[Opening DATASET ENTRIES section]

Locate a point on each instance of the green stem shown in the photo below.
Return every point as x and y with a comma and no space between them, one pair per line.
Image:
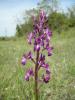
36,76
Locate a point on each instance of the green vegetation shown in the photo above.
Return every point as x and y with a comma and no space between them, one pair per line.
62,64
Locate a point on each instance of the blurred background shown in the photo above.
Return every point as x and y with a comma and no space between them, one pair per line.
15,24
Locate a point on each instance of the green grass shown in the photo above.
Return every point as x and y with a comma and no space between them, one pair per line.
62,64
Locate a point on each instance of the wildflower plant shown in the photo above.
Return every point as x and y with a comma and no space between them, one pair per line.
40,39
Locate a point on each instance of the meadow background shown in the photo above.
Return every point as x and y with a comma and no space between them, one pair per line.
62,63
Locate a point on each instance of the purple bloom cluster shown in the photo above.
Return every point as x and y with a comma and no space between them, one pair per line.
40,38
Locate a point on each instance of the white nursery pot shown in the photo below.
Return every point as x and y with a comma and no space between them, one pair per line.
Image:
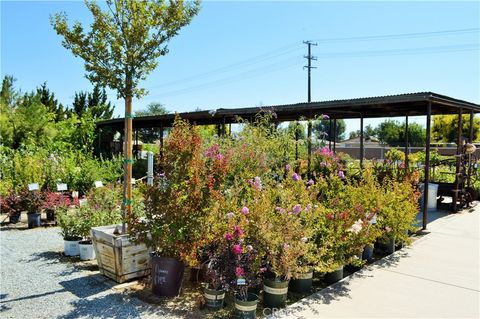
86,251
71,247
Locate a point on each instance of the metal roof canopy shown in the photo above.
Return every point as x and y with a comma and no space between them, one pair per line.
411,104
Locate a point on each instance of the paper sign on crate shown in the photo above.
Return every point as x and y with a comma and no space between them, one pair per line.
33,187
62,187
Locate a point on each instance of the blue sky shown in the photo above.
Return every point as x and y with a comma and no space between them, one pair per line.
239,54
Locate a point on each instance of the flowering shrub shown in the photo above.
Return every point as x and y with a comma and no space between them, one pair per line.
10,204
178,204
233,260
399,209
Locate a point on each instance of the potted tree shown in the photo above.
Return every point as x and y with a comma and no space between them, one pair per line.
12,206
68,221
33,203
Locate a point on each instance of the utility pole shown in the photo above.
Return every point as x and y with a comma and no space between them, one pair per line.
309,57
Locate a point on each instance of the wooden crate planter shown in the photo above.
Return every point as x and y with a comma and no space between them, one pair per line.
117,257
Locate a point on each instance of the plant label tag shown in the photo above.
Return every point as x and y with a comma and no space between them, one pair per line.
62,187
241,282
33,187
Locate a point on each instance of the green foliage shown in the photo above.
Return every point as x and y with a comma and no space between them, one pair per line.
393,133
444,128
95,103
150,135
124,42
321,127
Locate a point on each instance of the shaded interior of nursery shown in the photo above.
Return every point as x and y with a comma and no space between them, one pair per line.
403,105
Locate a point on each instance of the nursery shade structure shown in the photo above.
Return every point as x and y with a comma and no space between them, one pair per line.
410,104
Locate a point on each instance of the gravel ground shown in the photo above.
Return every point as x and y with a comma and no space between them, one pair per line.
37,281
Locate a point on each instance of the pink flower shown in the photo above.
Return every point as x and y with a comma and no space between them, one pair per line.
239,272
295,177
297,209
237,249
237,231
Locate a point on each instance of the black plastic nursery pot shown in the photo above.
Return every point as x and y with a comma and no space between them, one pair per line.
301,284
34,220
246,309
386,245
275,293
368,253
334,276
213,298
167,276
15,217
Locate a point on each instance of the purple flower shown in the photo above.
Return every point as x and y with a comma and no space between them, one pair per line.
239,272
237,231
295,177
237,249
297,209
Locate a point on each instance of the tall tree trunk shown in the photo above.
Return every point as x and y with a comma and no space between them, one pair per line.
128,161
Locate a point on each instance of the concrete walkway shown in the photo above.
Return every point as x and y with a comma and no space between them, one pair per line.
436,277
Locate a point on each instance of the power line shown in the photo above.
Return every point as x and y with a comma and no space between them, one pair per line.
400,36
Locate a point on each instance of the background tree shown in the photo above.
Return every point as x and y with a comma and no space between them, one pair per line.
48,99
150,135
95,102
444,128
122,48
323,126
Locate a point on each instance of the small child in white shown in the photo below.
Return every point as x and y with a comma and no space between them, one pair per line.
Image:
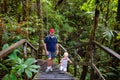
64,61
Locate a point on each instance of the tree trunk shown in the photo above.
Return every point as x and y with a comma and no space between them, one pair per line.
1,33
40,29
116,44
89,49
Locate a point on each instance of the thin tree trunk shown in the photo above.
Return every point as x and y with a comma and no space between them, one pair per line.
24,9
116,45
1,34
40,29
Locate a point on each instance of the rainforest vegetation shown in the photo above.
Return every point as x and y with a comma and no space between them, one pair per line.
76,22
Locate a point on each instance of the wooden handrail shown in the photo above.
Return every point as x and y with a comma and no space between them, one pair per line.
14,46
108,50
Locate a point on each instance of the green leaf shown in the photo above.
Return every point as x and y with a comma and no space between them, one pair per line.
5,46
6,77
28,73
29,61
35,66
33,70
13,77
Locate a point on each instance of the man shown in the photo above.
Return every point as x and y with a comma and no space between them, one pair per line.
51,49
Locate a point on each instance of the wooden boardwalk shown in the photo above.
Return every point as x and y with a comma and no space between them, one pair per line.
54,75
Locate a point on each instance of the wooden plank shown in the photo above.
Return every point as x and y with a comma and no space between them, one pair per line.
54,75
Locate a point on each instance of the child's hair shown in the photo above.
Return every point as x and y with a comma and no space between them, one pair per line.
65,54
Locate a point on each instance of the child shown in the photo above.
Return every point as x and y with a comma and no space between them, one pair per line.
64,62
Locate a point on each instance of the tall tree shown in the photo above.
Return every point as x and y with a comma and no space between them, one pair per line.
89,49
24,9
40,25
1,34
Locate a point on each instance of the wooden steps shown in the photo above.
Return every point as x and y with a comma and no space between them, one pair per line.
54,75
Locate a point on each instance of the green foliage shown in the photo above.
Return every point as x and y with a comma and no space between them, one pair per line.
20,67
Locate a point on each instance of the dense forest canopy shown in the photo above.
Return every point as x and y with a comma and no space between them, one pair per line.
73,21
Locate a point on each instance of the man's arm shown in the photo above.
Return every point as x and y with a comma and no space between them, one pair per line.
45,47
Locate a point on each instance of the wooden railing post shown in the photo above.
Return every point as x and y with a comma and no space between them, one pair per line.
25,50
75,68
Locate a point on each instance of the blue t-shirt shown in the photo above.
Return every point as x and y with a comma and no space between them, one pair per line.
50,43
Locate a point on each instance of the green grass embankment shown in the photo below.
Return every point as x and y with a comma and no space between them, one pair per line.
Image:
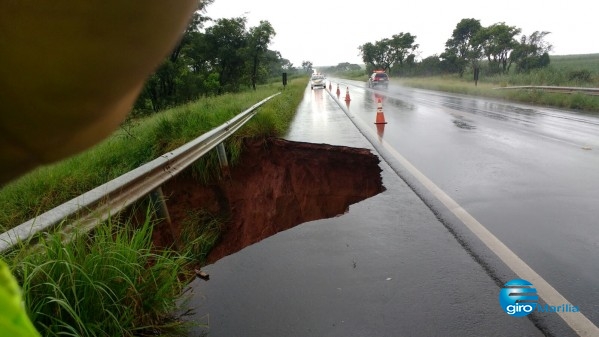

[Closing DATASET ENTRIES section]

» **WORK TASK**: Wherever the listing shows a picture, omit it and output the rest exactly as given.

» **EXERCISE ANSWER**:
Locate a point on each instance of the green stem shown in the photo below.
Return every point as x and y with a comma and no space between them, one pair per line.
Image:
36,76
Locate a point on each instance of the green vegetation shown in the photo above.
Return every point as x and y with a comma and no space between them, one pair per line.
62,64
Locate a point on each instance of the blurred background shown in the photo above.
Return every point as x and y with a comma and no space between them, one pair per line.
15,24
Locate a point on each instance of the green grass shown in the photo above.
Return every point as x and y with a comma and no space between them, one pair per line.
62,64
Locate a point on each instance of the wildflower plant shown in the photo above.
Return every point as x and y with a comma and no space between them, one pair per line.
40,39
Locate a point on each instance of the meadow background shown in the photo above.
Return every point as x and y with a comma and no space between them, one pair per line.
62,63
Locate a point on each instance of the purple bloom cluster shown in the photo above.
Return every point as x and y with a comma and no space between them, one pair per line.
40,38
Locate a point on each instance of the white nursery pot shown in the photo below.
Return every point as x and y with a comma and no space between them, one pair per line.
Image:
86,251
71,247
Locate a point on each instance of the metal roof canopy shown in the photo above.
Return every point as x and y with a comma and no space between them, one pair per line.
411,104
Locate a point on each instance of the paper sign on crate shown in the photo above.
Return every point as x and y with a comma and no space between them, one pair per line.
33,187
62,187
Locate a point on each instance of the blue sky shown in the photo above.
Return every point as x and y with a comma and no space between them, one pair per line.
239,54
Locate a point on each instance of the flowering shrub shown in the photo above.
Return every point as x and y with a comma and no space between them, one pair per line.
10,204
178,204
233,260
399,209
Locate a point on each instance of the potted tree shown in the photo above.
Return every point as x and y with a comma and no space between them, one pair per line.
12,206
68,221
33,203
Locate a point on each instance of the utility pole shown in the photo above.
Return every point as x and y with a comma and no space between them, one pair per line.
309,57
Locate a point on each instance of the wooden crate planter shown in the photo above.
Return every point as x and y with a comma and no space between them, one pair per line.
117,257
Locate a point on each instance of the plant label tag shown in the photo above.
Return every point as x and y with a comma and no space between them, one pair per line.
62,187
241,282
33,187
Locate a point on each instance of the green foliage shown in the photo above.
Return every point as x and y with a comma and no space between them, one pair per line.
393,133
444,128
95,103
150,135
124,42
321,127
Locate a point on each instance of the shaded interior of nursery shown in the photo above.
Return every point as x and y with a comma and no space between them, one pair per line.
403,105
Locate a point on each instance of the nursery shade structure shown in the photo above.
Return every point as x and y with a comma and no space between them, one pair per line.
410,104
Locate a point on each instance of the gravel ground shown in the photo above.
Return every point as x and y with a comma and no space between them, one pair per line.
37,281
Locate a point on each instance of the pink flower shown in the photo above.
Return every point as x and y with a comma and no space between them, one pair per line.
239,272
295,177
297,209
237,249
237,231
Locate a point on each instance of the black plastic nursery pot shown in the photo above.
Return every point as x and y with a comma and no space between them, one pair per line.
301,284
34,220
246,309
386,245
275,293
368,253
334,276
213,298
167,276
15,217
Locate a point on each instance of the purple flower shown in the photo above.
Return every point as x and y with a comma and no space between them, one pair per line.
239,272
237,231
295,177
237,249
297,209
Locate a point on each instance of the tall tree trunk shown in the photo above.
Return every point as x and y with a comma and no space between them, one pair per line.
128,161
Locate a point on each instance of the concrete walkway shown in the photo above.
Return every point as x and y with a comma and no space between them, one pair per line.
436,277
Locate a point on each instance of the power line shown in the photo above.
Return every point as x and y with a comma and no space between them, one pair per line.
400,36
Locate a point on each instance of the background tree shown in the photo above.
Return every point as x and y with a comma and no space between them, one pair per line.
48,99
150,135
95,102
444,128
122,48
323,126
Locate a point on each instance of the small child in white shown in the photo below.
Return every point as x and y with a comma and no space between them, one pair per line.
Image:
64,61
Locate a point on each instance of the tree trunk shown in the photo above.
Return every point as x and y with a comma and no space between them, one pair per line.
1,33
40,29
116,44
89,49
Locate a point on each instance of the thin tree trunk shown in the photo above.
Return every point as x and y with a comma and no space between them, one pair per line.
24,9
116,45
1,34
40,29
Locate a point on each instance of the rainforest vegetation shown in the photo above.
Return every point as x and y with a comma and no space between them, one pair per line.
76,22
Locate a point on each instance of the wooden handrail shown in the photo above.
Return every point as x and y with a comma and no space between them, one pair per line.
14,46
108,50
Locate a point on each instance of the green leaf shown in the photo above.
Return every point as x and y with a comma and no space between them, one pair per line.
5,46
6,77
28,73
29,61
35,66
33,70
13,77
Locate a point on each instance of the man shown in the photo above.
Return every point as x and y with a comma and no space between them, one pair per line.
51,49
Locate a point on each instance of the wooden boardwalk shown in the photo above.
Return every point as x and y with a comma and no space between them, one pair per line.
54,75
Locate a point on each instance of the wooden plank shown in the photo above.
Return every point as x and y with a comma and no space between them, one pair per line.
54,75
Locate a point on each instance of the child's hair shown in the photo above.
Return every point as x and y with a comma and no space between them, one pair per line.
65,54
Locate a point on each instance of the child shown in the photo above.
Return every point as x and y with a comma and no space between them, one pair per line.
64,62
Locate a point on each instance of the tall tree shown in the photo above.
Return every point as x and y with a comma and no space between them, one pair per line.
89,49
24,9
40,25
1,34
Locate a point on each instance of the wooden steps shown in the photo above.
Return every point as x and y with a comma and no space between them, one pair per line.
54,75
Locate a point on each instance of the green foliage shown in the photo above.
Return every point as x and y with a comma and no space between them, one pair per line.
20,67
Locate a point on each instance of the dense forest canopy shown in the photo above.
Return every point as x and y with a comma and no space between them, one pair per line.
73,21
Locate a point on each instance of the man's arm shown in the photo above.
Return every point as x and y with a comma and no space between them, one pair per line.
45,47
Locate a point on each instance of the wooden railing post shown in the photo above.
Return every point as x and y with a comma and no space between them, one pair per line.
25,50
75,68
Locate a point on each instance of the blue t-shirt shown in the photo above.
Return every point as x and y with a comma and no space between them, one pair per line.
50,43
Locate a point on each instance of the green grass embankment shown in the photo below.
Return every point as x and y with a comma and no space between them, one pair per line.
Image:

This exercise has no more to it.